## BEGIN Supplied material

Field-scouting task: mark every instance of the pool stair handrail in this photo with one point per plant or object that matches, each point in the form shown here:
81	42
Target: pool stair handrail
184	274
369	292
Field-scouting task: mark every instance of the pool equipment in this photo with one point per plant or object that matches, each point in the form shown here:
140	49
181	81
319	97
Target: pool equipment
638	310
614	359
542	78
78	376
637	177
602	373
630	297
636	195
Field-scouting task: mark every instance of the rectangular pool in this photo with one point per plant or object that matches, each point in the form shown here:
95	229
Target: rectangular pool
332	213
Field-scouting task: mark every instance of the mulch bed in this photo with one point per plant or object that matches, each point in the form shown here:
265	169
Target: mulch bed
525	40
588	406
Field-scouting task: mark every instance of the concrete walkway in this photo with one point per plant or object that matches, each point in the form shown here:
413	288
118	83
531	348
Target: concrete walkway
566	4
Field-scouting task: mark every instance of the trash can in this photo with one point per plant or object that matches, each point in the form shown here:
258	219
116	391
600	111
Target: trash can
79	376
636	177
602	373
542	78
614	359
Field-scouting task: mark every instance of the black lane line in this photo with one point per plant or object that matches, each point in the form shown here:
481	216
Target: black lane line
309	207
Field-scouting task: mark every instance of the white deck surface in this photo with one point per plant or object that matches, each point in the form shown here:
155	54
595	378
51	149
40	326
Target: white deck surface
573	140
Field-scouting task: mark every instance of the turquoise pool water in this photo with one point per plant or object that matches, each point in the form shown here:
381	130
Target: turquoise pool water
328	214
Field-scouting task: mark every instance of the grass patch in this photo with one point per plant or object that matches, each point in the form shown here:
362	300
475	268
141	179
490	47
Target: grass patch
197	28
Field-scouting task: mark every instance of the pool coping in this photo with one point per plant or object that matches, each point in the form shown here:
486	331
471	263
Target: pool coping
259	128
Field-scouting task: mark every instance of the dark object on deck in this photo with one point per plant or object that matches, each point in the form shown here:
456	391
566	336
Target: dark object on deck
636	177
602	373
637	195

## END Supplied material
## BEGIN Supplied material

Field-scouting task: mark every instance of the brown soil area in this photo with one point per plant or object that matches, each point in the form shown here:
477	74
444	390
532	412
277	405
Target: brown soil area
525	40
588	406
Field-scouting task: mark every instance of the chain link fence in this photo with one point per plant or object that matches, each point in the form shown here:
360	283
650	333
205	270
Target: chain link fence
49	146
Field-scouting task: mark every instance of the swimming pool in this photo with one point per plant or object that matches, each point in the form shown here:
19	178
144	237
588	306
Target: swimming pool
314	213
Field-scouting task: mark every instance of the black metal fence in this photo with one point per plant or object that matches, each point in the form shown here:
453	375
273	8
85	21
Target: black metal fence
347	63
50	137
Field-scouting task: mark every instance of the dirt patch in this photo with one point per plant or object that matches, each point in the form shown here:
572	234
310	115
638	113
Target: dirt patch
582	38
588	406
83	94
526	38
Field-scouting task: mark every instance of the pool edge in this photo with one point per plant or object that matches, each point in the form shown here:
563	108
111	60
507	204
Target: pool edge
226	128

## END Supplied material
## BEGIN Supplied material

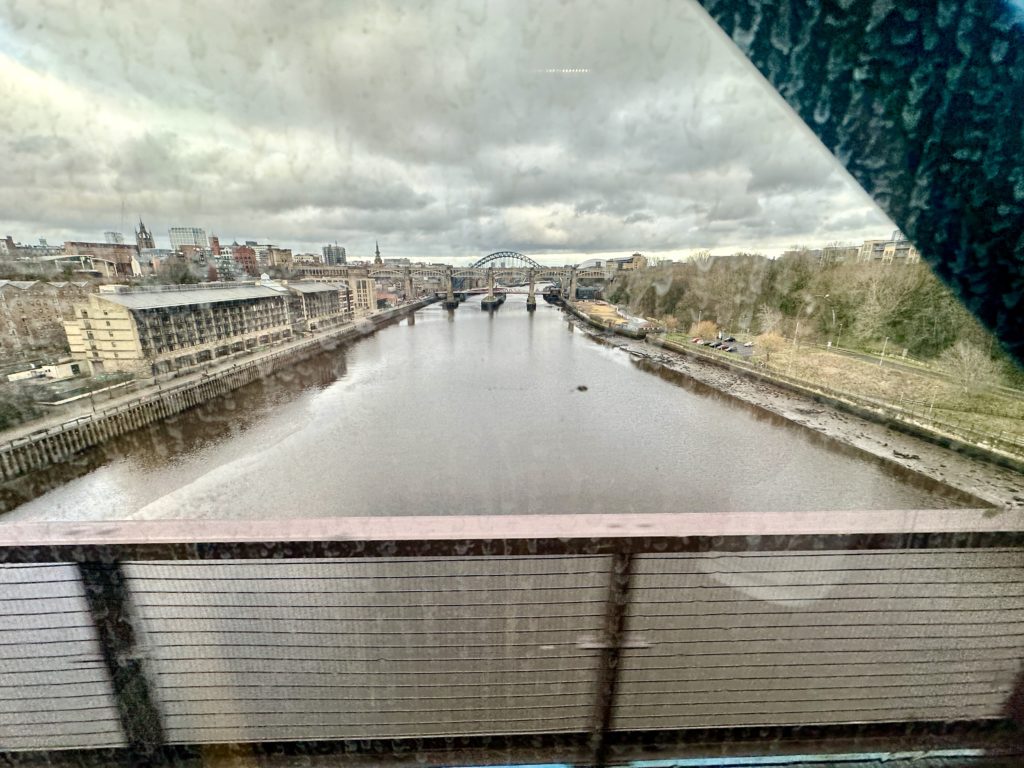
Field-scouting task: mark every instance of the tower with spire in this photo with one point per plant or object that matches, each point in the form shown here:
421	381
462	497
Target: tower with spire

## END Supplied material

Show every line of the listing above that contains the word "white", copying each such line in full.

▶ **Response to the exercise**:
Field-scouting task: mark every instance of the white deck surface in this photo with one point per plant or object that matches, each point in the form shown here:
Target: white deck surface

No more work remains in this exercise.